Print the lines below without any change, from the line containing "q: man's ear" up to and including the line containing "top-left (238, 85), bottom-right (252, 119)".

= = = =

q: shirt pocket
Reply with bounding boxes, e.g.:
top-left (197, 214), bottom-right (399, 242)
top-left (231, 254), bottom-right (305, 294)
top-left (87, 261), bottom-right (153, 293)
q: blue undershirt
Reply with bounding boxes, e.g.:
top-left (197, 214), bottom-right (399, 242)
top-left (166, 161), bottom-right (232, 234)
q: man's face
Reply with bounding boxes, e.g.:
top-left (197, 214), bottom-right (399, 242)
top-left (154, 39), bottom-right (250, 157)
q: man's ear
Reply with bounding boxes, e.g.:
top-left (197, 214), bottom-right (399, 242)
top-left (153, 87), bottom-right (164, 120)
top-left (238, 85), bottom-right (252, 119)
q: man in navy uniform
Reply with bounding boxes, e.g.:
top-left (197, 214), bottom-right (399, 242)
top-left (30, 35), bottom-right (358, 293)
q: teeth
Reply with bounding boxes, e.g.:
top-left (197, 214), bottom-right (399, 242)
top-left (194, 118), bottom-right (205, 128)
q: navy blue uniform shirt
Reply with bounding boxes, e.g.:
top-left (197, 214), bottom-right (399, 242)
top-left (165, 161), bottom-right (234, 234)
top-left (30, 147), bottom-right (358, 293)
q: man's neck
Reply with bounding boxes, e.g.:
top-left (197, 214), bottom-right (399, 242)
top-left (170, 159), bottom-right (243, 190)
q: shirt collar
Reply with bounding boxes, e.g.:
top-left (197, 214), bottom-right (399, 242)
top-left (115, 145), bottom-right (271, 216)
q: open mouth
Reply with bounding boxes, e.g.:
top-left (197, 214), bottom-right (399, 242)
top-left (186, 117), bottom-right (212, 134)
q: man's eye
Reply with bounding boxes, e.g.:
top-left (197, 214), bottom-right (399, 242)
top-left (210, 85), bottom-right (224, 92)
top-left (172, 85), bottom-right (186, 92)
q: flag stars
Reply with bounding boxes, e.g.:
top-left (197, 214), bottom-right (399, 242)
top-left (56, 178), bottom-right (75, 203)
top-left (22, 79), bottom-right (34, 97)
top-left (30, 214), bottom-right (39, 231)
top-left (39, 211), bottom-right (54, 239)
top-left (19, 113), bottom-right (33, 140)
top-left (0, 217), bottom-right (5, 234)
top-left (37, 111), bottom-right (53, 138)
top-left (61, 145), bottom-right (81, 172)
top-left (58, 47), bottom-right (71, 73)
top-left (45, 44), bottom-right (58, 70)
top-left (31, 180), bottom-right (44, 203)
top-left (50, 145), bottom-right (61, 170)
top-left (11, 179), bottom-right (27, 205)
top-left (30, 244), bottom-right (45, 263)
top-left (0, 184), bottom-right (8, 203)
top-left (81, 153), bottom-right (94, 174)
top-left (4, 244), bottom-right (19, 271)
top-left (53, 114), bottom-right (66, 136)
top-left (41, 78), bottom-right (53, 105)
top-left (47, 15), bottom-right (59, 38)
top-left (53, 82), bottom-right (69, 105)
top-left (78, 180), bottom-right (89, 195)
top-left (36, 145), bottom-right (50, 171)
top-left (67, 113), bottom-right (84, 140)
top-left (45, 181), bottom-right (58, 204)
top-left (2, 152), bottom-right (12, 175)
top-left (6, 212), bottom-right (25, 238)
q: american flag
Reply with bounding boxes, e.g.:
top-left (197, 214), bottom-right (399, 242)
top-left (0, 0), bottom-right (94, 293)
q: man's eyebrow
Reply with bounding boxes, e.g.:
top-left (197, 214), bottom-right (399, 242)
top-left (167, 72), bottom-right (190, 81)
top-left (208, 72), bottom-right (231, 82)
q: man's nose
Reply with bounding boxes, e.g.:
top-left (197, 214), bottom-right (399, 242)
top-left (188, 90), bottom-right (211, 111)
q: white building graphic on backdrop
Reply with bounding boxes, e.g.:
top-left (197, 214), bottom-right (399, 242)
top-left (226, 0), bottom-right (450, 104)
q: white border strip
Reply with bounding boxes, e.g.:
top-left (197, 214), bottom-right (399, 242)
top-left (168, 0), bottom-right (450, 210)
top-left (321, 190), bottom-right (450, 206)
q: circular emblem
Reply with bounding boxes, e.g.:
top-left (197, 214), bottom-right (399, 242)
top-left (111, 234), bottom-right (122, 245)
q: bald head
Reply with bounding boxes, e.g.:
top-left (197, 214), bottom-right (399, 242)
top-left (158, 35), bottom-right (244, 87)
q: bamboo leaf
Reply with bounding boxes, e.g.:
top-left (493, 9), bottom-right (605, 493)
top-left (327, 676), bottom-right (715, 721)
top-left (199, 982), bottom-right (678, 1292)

= = = =

_Response to the task_:
q: man's ear
Reply with bounding boxes, e.g.:
top-left (197, 214), bottom-right (399, 242)
top-left (153, 87), bottom-right (164, 120)
top-left (238, 85), bottom-right (252, 119)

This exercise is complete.